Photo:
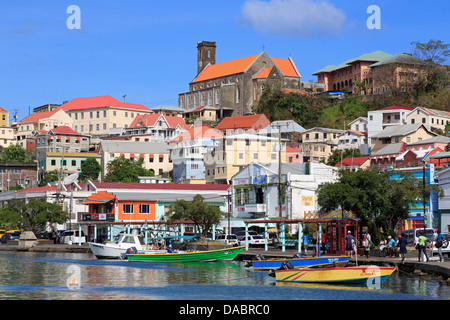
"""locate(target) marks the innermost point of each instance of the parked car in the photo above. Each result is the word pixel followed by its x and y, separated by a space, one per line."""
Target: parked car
pixel 253 240
pixel 242 233
pixel 9 236
pixel 227 238
pixel 272 238
pixel 73 236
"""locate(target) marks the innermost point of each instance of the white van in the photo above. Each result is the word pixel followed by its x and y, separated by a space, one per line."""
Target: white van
pixel 412 235
pixel 72 236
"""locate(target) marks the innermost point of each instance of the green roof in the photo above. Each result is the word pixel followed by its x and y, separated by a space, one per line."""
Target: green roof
pixel 375 56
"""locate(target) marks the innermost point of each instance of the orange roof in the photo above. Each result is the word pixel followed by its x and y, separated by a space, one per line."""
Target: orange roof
pixel 149 120
pixel 98 102
pixel 200 131
pixel 38 116
pixel 264 73
pixel 290 149
pixel 225 68
pixel 240 122
pixel 100 197
pixel 240 65
pixel 286 66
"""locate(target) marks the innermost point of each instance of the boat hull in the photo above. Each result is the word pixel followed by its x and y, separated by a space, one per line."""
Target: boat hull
pixel 264 265
pixel 195 256
pixel 102 251
pixel 356 275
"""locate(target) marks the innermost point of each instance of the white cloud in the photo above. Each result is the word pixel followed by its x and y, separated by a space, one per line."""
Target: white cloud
pixel 300 18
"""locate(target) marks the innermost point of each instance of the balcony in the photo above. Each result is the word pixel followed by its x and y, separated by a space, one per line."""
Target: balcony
pixel 86 216
pixel 257 208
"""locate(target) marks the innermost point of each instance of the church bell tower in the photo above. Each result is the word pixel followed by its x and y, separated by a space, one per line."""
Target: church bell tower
pixel 206 54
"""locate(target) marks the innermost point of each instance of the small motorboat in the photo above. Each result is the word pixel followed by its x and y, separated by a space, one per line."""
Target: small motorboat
pixel 115 249
pixel 298 261
pixel 356 275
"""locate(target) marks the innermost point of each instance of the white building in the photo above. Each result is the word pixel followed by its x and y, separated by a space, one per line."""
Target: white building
pixel 379 120
pixel 255 190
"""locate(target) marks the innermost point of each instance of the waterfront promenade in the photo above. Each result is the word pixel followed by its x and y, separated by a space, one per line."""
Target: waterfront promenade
pixel 410 266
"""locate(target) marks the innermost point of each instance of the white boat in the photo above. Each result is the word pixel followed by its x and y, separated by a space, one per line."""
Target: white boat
pixel 114 250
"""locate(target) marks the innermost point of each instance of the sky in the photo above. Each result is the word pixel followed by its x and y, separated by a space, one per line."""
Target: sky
pixel 146 49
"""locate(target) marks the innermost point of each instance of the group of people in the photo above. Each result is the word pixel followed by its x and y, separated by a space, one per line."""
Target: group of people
pixel 324 246
pixel 390 246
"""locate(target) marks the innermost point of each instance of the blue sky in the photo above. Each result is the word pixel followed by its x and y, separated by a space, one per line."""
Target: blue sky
pixel 146 49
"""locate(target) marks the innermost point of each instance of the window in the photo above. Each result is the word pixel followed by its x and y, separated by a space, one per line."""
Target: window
pixel 127 208
pixel 144 208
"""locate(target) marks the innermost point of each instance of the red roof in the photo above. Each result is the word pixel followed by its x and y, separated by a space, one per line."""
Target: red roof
pixel 98 102
pixel 356 161
pixel 241 122
pixel 290 149
pixel 161 186
pixel 396 108
pixel 38 116
pixel 203 131
pixel 64 130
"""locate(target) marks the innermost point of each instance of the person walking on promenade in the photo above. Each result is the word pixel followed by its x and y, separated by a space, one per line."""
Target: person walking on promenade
pixel 367 241
pixel 402 245
pixel 439 241
pixel 349 239
pixel 423 247
pixel 305 239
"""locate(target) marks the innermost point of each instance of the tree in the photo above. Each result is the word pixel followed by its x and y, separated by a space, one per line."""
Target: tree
pixel 202 214
pixel 90 169
pixel 434 51
pixel 378 199
pixel 125 170
pixel 49 177
pixel 14 152
pixel 31 216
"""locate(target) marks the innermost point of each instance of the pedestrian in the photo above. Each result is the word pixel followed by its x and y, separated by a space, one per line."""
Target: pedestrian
pixel 315 243
pixel 402 245
pixel 349 239
pixel 391 246
pixel 423 247
pixel 439 242
pixel 305 239
pixel 367 241
pixel 324 241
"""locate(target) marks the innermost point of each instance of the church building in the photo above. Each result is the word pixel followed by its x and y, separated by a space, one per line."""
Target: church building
pixel 233 87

※

- **What the task requires**
Output every line of the listing above as a JSON list of strings, one string per line, with blank lines left out. Leave the picture out.

- **Task response**
[
  "Photo:",
  "\"\"\"locate(target) marks the innermost point of each instance of the parked car in the photo above. Each result is the word pixel followed by its x and y, separated by a space, one per line.\"\"\"",
  "Target: parked car",
  "pixel 253 240",
  "pixel 242 233",
  "pixel 9 236",
  "pixel 227 238",
  "pixel 272 238",
  "pixel 73 236",
  "\"\"\"locate(target) marks the innermost point of each instance of the white van in the photo above. Each result is the word pixel followed by its x and y, separated by a space, one per line.\"\"\"",
  "Target: white van",
  "pixel 412 235",
  "pixel 72 236",
  "\"\"\"locate(target) marks the innermost point of each instance of the green roof in the photo above. Each result is the word pixel followed by its x and y, separated by a space, one per line.\"\"\"",
  "Target: green roof",
  "pixel 375 56",
  "\"\"\"locate(target) marks the innermost point of each instance of the orange roof in the photo above. Each result is the word pixel followed by its x and y, separated by a space, one per line.\"\"\"",
  "Target: orange roof",
  "pixel 149 120",
  "pixel 98 102",
  "pixel 200 131",
  "pixel 38 116",
  "pixel 264 73",
  "pixel 290 149",
  "pixel 225 68",
  "pixel 240 122",
  "pixel 100 197",
  "pixel 240 65",
  "pixel 286 66",
  "\"\"\"locate(target) marks the innermost point of each instance of the boat hull in the photo above. Each result is the word pixel followed by its x and y, separated by a space, one per line.\"\"\"",
  "Target: boat hull",
  "pixel 264 265",
  "pixel 195 256",
  "pixel 102 251",
  "pixel 356 275",
  "\"\"\"locate(target) marks the innermost point of each instance of the white cloud in the photo above. Each result is the word pixel followed by its x and y, separated by a space, one per line.\"\"\"",
  "Target: white cloud",
  "pixel 300 18",
  "\"\"\"locate(target) marks the innermost point of each instance of the balcony in the photo above. Each result is the word pixel followed by its x and y, separated by a space, one per line.\"\"\"",
  "Target: balcony",
  "pixel 86 216",
  "pixel 257 208",
  "\"\"\"locate(target) marks the innermost point of each instance of the church bell tower in the photo above. Each result is the word pixel followed by its x and y, separated by a space, one per line.\"\"\"",
  "Target: church bell tower",
  "pixel 206 54",
  "\"\"\"locate(target) marks the innermost point of each instance of the small motorboat in the photo above. Each result is the word pixel followed by its x and y, separated by a space, one per line.\"\"\"",
  "Target: small motorboat",
  "pixel 115 249",
  "pixel 298 261",
  "pixel 356 275",
  "\"\"\"locate(target) marks the innermost point of each instance of the white building in the photo above. Each result is the word pixel followed by its x and y, separated by a space, one per line.\"\"\"",
  "Target: white building",
  "pixel 379 120",
  "pixel 255 190",
  "\"\"\"locate(target) marks the innermost point of each instance of the waterfront promenade in the photo above. Each result is the word pixel followed by its x and y, separated by a space, one per line.\"\"\"",
  "Target: waterfront promenade",
  "pixel 410 266",
  "\"\"\"locate(target) marks the innermost point of each instance of the white boat in the photo above. Each result is the word pixel followed by its x and y, separated by a space, one per line.\"\"\"",
  "Target: white boat",
  "pixel 114 250",
  "\"\"\"locate(target) marks the innermost point of each instance of the sky in the photo above. Each result is the word pixel followed by its x and y, separated by a space, one per line.\"\"\"",
  "Target: sky",
  "pixel 146 49",
  "\"\"\"locate(target) marks the innermost point of each instance of the group of people in the photo above. Each result is the word pixel followed by its x and y, separated by a space, one per line.\"\"\"",
  "Target: group of people",
  "pixel 324 246",
  "pixel 390 246",
  "\"\"\"locate(target) marks the innermost point of each instance of the blue sky in the photo above. Each result is the word pixel followed by its x and y, separated by a space, one per line.\"\"\"",
  "Target: blue sky",
  "pixel 146 49",
  "\"\"\"locate(target) marks the innermost point of each instance of the window in the photo above. Each result is the word pixel followed by its x and y, separated by a space, one per line.\"\"\"",
  "Target: window",
  "pixel 127 208",
  "pixel 144 208",
  "\"\"\"locate(target) marks the innermost point of each instance of the red roof in the photo above. Each result is the word pixel followed by its x and y, separated by a space, one per line.\"\"\"",
  "Target: red roof",
  "pixel 98 102",
  "pixel 356 161",
  "pixel 241 122",
  "pixel 290 149",
  "pixel 161 186",
  "pixel 396 108",
  "pixel 38 116",
  "pixel 203 131",
  "pixel 64 130",
  "\"\"\"locate(target) marks the innermost point of each instance of the person walking on promenade in the photo above. Each result is the word pixel followed by its x and y, separated by a space, one per line.\"\"\"",
  "Target: person walking on promenade",
  "pixel 367 241",
  "pixel 402 245",
  "pixel 439 241",
  "pixel 349 239",
  "pixel 423 247",
  "pixel 305 239",
  "\"\"\"locate(target) marks the innermost point of each instance of the tree in the photo above. Each result is the word pixel followed by its x and y, separated by a space, one per line.\"\"\"",
  "Target: tree",
  "pixel 202 214",
  "pixel 90 169",
  "pixel 434 51",
  "pixel 378 199",
  "pixel 125 170",
  "pixel 49 177",
  "pixel 14 152",
  "pixel 31 216",
  "\"\"\"locate(target) marks the innermost point of each instance of the pedestrian in the photo above. Each result is the word pixel followed by its x and y, separated by a space, one per line.\"\"\"",
  "Target: pedestrian",
  "pixel 315 243",
  "pixel 402 245",
  "pixel 349 239",
  "pixel 391 246",
  "pixel 423 247",
  "pixel 439 242",
  "pixel 305 239",
  "pixel 367 241",
  "pixel 324 241",
  "\"\"\"locate(target) marks the innermost point of each instance of the church building in the photo above. Each result is the word pixel followed by its x and y, separated by a space, one per line.\"\"\"",
  "Target: church building",
  "pixel 233 87"
]